— Instruksi Tugas 1 —
Jawablah tiga pertanyaan tentang esai ilmu pendidikan berikut ini:
(a) Siapa yang menuangkan ungkapan bahwa ilmu pendidikan di Indonesia telah mati?
(b) Apa judul buku tempat ungkapan itu dituangkan?
(c) Sebagai apa korupsi hanya dikategorikan menurut esai tersebut?
— Instruksi Tugas 2 —
Teruskan esai tentang ilmu pendidikan ini mulai dari titik ia berhenti.

— Halaman —
☆ ☆ ☆ ☆

Antropologi, Pendidikan dan Lonceng Kematian Ilmu Pendidikan

Oleh: Askar Nur

Gambar: Yayat Yatmaka

Ilmu Pendidikan di Indonesia telah mati”. Ungkapan demikianlah yang dituangkan oleh Mochtar Buchori dalam buku Pendidikan Nasional dalam Reformasi Politik dan Kemasyarakatan yang ditulis bersama dengan H.A.R Tilaar, Darmaningtyas, dkk. Baginya, arena ilmu pendidikan sangatlah sempit saat ini. Ilmu pendidikan acapkali dimaknai hanya sebatas ilmu tentang mengajar di sekolahan formal dan tidak mampu menjangkau dinamika sosial yang terjadi di tengah kehidupan masyarakat.

Lebih lanjut, ilmu pendidikan dianggap tidak mampu memberikan solusi terhadap fenomena sosial dan sekelumit permasalahan tersendiri yang terjadi di Indonesia. Bagi mereka, perkara demikian terjadi dikarenakan ilmu pendidikan kurang tertarik dengan paradigma kritis sehingga pandangan normatif-moralistik mengalami proses reproduksi secara berkelanjutan. Tak ayal, segala permasalahan yang terjadi seperti korupsi hanya dikategorikan sebagai perilaku menyimpang dan murni lahir dari dalam diri para pelaku tanpa menyadari bahwa setiap orang mampu bergerak dinamis untuk mengubah sistem nilai.

☆ ☆ ☆ ☆

— Data Sumber —
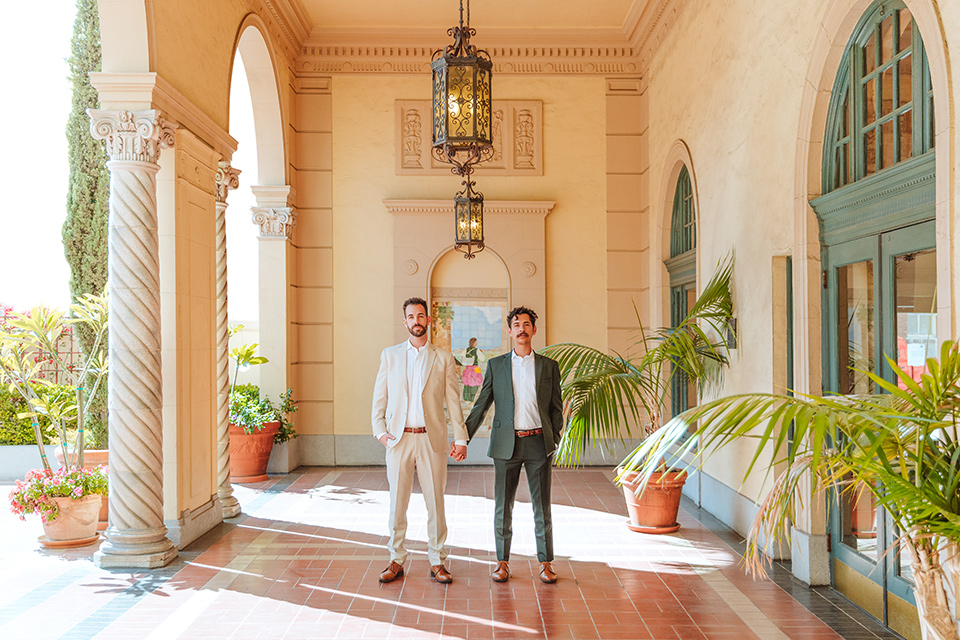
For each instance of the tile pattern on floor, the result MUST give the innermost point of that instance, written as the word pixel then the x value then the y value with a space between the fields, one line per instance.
pixel 303 559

☆ ☆ ☆ ☆

— Jawaban Tertulis 1 —
(a) Mochtar Buchori.
(b) Pendidikan Nasional dalam Reformasi Politik dan Kemasyarakatan.
(c) Sebagai perilaku menyimpang yang murni lahir dari dalam diri para pelaku.

— Jawaban Tertulis 2 —
Hal tersebut kemudian diperparah pula oleh lahirnya solusi dari ilmu pendidikan dalam hal menindaklanjuti segala bentuk penyalahgunaan dalam kehidupan sosial seperti tindakan korupsi, yakni dengan menghadirkan pendidikan moral dan memperkuat sistem normatif tanpa menyentuh analisa struktur sosial masyarakat yang memiliki peranan dalam perubahan sosial yang lebih emansipatoris. Hilangnya paradigma kritis dalam ilmu pendidikan menjadi malapetaka tersendiri bagi sifat alamiah manusia yang cenderung kepada prinsip nilai keadilan dan kemanusiaan. Keduanya mampu berjalan hanya dengan kebebasan dan nalar kritis.

Luputnya ilmu pendidikan dalam memandang arena pendidikan sebagai arena relasi kuasa, antara kekuatan dominatif dan subordinatif dan juga pertautan pengetahuan sebagai bentuk kehendak untuk berkuasa semakin menjadi arena khusus dalam melanggengkan status quo berikut memperkuat jaring kekuasaan-privilese-prestige.

Tak hanya itu, ilmu pendidikan juga ikut terserat arus deras pasca Orde Baru. Lahirnya konsep developmentalisme (gagasan pembangunan berkelanjutan dengan prioritas utama pada pertumbuhan ekonomi) di segala aspek kehidupan masyarakat termasuk aspek pendidikan membawa pengaruh besar pada sum-sum tulang kehidupan manusia. Keyakinan terhadap pengunaan teknologi sebagai pilar kemajuan suatu bangsa (Indonesia) dewasa ini menghadirkan paradigma baru bahwa tolok ukur kemajuan adalah “apa” yang terlihat secara kasat mata bukan “siapa” yang melakoni dan hidup di dalam “apa” yang terlihat tersebut. Di dalam “siapa” yang melakoni juga terdapat “bagaimana” proses kehidupan yang dilakoni dan “mengapa” kondisi kehidupan demikian hadir. Developmentalisme seakan-akan menampik perkara demikian

Selain itu, developmentalisme juga meniscayakan hadirnya modernisasi yang ditopang kuat oleh kapitalisme. Sementara itu, kapitalisme sebagai sebuah paham ekonomi menggantungkan hidup sepenuhnya pada developmentalisme dan modernisme. Keduanya tak terpisahkan satu dengan yang lainnya. Dengan kata lain, ilmu pendidikan yang menjadikan developmentalisme sebagai dasar ideologis saat ini, di waktu yang sama secara tidak langsung juga mengikuti alur modernisasi dan berpangku tangan pada kapitalisme.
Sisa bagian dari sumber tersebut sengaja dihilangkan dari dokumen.